# [REQUIRED WORK]
Output only these lines, set down exactly: the one containing "Exercise. For every instance of the bare" and each line after it through the end of the records.

# [SUPPLIED MATERIAL]
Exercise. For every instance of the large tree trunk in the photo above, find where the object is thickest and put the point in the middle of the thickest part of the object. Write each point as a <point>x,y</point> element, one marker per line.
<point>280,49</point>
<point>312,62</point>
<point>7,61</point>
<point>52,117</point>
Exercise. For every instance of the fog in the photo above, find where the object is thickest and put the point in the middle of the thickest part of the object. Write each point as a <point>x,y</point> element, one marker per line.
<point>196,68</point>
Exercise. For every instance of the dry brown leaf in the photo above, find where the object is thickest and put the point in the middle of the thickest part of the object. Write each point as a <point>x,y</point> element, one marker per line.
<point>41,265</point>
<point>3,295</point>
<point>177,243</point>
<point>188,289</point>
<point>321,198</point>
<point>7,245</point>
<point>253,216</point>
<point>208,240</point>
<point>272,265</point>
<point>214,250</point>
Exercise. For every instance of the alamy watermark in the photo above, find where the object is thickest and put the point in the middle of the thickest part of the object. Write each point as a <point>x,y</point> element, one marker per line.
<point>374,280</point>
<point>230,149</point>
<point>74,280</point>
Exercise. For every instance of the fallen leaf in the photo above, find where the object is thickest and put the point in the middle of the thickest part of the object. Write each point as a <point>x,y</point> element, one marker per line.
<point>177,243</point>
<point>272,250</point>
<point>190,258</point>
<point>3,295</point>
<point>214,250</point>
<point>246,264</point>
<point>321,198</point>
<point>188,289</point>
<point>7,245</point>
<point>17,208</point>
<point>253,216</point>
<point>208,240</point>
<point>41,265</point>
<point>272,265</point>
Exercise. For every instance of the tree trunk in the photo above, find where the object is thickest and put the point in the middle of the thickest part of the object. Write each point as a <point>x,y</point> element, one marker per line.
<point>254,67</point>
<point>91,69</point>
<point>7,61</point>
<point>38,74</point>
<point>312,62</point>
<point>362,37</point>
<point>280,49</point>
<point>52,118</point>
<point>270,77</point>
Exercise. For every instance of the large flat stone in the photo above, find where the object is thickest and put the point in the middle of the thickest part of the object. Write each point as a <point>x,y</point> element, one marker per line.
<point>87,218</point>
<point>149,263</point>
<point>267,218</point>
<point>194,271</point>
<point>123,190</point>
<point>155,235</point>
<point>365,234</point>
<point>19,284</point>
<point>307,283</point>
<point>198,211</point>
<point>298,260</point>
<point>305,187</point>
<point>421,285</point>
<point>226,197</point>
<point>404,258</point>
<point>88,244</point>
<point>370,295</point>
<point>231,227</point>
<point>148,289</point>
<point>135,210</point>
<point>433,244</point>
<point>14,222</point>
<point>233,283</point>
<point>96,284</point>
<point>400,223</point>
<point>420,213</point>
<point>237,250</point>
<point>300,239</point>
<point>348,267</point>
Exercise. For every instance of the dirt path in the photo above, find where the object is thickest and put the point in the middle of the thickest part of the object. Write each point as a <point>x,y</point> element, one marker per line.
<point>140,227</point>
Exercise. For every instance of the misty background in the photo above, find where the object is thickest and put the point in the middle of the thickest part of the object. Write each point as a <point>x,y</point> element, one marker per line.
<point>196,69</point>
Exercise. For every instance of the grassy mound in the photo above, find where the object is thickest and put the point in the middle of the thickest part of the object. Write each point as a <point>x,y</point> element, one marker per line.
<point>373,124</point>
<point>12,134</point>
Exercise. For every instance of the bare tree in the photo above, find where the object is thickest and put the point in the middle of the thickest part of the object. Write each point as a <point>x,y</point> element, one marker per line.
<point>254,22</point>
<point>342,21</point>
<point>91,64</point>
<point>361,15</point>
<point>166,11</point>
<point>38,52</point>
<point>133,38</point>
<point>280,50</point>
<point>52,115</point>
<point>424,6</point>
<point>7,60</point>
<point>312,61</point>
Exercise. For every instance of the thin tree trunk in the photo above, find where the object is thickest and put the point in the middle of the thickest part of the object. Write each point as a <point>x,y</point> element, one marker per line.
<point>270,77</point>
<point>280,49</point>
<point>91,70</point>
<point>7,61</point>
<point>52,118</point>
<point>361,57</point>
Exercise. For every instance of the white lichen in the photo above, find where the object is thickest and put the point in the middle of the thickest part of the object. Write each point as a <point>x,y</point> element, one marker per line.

# [WRITTEN SOLUTION]
Exercise. For every instance of the bare tree in the photo above, find where the object is thickest and put the point in the middle of the thickest part of the object. Write each point as a <point>x,y</point> element, one marker per line.
<point>254,22</point>
<point>342,21</point>
<point>91,64</point>
<point>361,15</point>
<point>166,11</point>
<point>38,52</point>
<point>133,38</point>
<point>280,50</point>
<point>52,115</point>
<point>424,6</point>
<point>7,60</point>
<point>312,61</point>
Exercise. For every instance of the thin tree trunk in the photo above, find where the object is thickest and put the point in the middle of the thickest part of the object. Write each point as a <point>x,y</point> element, one marker per line.
<point>270,77</point>
<point>280,49</point>
<point>91,70</point>
<point>7,61</point>
<point>52,118</point>
<point>361,57</point>
Exercise. For every instance of the white lichen in the photo above, find where the object is thickest and put the point in the middle of the thickest part of the object. Write each point as a <point>x,y</point> element, one marker per line.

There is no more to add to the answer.